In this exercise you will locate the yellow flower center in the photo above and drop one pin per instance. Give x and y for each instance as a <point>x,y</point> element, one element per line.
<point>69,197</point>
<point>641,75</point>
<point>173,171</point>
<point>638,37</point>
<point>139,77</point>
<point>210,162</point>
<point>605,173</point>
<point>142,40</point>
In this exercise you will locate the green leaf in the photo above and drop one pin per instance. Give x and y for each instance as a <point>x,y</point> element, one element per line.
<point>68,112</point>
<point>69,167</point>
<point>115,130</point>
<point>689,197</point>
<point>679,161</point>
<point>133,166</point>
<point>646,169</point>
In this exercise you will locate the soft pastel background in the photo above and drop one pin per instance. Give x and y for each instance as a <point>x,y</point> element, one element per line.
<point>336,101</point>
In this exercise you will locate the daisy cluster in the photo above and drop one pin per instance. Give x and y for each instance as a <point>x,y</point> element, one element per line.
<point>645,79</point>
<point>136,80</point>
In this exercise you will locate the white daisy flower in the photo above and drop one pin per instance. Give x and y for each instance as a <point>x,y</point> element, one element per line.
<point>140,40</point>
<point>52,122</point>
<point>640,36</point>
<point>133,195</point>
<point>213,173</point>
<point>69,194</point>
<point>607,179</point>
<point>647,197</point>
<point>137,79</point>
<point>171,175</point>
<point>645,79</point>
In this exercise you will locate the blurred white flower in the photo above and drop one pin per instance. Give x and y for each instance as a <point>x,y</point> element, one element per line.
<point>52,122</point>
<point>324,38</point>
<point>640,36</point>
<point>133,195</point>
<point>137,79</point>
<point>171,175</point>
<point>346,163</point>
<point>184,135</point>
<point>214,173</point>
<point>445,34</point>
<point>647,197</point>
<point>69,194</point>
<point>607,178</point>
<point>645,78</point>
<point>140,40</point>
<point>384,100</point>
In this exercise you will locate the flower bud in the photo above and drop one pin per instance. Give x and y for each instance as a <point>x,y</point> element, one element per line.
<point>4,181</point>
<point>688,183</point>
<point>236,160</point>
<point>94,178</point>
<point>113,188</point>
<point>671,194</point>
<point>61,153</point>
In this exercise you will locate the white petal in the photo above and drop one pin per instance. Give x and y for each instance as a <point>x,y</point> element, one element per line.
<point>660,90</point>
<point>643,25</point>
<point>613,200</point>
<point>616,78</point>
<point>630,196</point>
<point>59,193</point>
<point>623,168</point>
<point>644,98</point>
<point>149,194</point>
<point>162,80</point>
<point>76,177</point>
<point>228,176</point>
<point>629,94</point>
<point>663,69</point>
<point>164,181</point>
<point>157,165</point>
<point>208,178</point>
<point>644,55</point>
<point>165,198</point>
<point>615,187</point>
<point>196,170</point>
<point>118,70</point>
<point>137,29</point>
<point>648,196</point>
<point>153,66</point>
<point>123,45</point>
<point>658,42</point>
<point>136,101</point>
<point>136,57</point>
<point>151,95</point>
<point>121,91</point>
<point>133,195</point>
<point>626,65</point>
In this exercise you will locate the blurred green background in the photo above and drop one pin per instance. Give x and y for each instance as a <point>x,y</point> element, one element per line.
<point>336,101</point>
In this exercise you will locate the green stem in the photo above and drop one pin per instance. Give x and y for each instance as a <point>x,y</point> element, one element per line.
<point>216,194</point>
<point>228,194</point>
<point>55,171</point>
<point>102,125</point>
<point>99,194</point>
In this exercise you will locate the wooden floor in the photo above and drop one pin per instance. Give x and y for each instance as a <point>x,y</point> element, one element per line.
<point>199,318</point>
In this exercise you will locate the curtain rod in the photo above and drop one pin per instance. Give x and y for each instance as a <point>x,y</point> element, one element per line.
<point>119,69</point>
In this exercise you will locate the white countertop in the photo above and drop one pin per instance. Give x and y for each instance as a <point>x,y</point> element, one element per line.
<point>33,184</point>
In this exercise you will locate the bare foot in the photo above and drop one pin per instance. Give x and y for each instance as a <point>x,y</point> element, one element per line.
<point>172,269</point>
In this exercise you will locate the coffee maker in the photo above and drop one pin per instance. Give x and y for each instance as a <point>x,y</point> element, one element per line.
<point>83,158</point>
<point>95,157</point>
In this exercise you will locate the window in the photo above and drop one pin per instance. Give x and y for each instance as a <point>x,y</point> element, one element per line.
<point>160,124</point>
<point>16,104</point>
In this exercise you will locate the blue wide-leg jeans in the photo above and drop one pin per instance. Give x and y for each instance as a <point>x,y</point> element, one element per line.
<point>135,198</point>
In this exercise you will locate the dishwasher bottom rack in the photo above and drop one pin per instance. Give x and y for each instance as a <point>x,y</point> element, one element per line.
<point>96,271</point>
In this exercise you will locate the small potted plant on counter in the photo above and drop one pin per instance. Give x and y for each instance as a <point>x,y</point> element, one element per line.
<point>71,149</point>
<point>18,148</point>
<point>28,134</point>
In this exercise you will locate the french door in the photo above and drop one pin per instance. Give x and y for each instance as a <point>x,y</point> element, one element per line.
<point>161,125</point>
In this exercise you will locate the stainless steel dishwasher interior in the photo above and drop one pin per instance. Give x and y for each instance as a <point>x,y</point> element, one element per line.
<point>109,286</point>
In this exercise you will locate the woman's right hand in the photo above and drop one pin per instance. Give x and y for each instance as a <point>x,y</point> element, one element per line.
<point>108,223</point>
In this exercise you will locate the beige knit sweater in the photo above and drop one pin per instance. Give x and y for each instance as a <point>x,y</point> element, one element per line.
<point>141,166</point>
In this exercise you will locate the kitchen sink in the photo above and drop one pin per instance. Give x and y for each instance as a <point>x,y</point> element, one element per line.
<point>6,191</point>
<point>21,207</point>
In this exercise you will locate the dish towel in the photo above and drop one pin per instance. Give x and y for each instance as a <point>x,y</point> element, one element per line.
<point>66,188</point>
◇ ◇ ◇ ◇ ◇ ◇ ◇
### Task description
Each line from the one containing "In this exercise you will locate the dish towel" down to the last line of the material above is to be transcribed exactly, with nothing else included.

### Reply
In this exercise you will locate the dish towel in the photo above and drop one pin per instance. Give x and y for each instance as a <point>x,y</point> element, one element per line.
<point>66,188</point>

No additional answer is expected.